◆ Challenge: Output the data exactly as it stands, from the line with "The image above contains the white ceiling." to the line with "296,126 -> 300,160", both of those lines included.

◆ Extracted records:
———
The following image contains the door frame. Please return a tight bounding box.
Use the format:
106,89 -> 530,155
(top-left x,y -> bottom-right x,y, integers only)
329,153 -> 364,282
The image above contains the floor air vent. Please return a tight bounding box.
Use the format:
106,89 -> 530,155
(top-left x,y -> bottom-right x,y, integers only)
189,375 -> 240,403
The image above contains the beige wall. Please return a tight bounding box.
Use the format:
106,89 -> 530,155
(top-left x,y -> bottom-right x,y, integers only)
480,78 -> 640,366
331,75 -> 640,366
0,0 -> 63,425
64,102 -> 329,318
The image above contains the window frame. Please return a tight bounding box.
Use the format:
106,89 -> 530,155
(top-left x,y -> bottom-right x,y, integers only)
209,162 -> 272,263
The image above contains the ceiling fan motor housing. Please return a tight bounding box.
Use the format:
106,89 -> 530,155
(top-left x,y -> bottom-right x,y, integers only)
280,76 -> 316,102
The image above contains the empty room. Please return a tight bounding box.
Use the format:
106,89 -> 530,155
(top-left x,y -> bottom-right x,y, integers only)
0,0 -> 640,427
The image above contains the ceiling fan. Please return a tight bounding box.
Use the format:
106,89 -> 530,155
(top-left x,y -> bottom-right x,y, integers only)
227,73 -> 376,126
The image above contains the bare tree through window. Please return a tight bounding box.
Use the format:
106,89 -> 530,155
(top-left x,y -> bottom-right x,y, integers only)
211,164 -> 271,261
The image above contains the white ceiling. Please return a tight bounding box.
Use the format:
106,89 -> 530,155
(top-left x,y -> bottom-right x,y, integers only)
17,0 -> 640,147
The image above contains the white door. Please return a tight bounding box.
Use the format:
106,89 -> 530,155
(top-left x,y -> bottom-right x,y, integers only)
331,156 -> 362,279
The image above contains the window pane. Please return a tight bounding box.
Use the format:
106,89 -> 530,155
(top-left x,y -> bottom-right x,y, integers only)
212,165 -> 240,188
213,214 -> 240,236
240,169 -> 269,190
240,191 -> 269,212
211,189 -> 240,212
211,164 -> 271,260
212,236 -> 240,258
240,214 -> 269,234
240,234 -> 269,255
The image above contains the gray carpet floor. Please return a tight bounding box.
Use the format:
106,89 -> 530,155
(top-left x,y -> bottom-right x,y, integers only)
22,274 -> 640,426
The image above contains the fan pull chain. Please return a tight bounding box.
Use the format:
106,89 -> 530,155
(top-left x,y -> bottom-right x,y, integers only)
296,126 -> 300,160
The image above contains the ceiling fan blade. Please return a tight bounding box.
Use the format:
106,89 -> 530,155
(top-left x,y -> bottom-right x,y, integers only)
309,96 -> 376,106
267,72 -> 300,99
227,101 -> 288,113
———
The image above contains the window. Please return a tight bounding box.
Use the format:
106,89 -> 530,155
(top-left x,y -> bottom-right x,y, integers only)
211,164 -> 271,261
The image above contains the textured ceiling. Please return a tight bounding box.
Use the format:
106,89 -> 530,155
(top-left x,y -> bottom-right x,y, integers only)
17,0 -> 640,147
———
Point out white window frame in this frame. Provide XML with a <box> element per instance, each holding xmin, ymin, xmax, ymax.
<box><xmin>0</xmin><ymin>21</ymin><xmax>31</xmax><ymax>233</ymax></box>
———
◆ Full answer:
The image above contains the white ceiling. Please return a tight bounding box.
Use the format:
106,89 -> 530,155
(top-left x,y -> bottom-right x,y, integers only)
17,0 -> 640,147
The image above contains the white door. Please return a tight bounding box.
Use the format:
106,89 -> 530,155
(top-left x,y -> bottom-right x,y, integers only)
331,156 -> 362,279
The image above contains the window pane. Please return a tight bounding box.
Use the format:
106,89 -> 530,155
(top-left x,y -> bottom-right x,y, integers only)
212,165 -> 240,188
213,214 -> 240,236
240,169 -> 269,190
240,191 -> 269,212
211,189 -> 240,212
211,164 -> 271,260
212,236 -> 240,258
240,214 -> 269,234
240,234 -> 269,255
The image above contains the gray carpet floor. Please return a tight bounding box.
Use the format:
106,89 -> 530,155
(top-left x,y -> bottom-right x,y, integers only)
22,274 -> 640,426
The image above contains the fan pull chain. Please return a tight bounding box.
Use the format:
106,89 -> 530,155
(top-left x,y -> bottom-right x,y, integers only)
296,126 -> 300,160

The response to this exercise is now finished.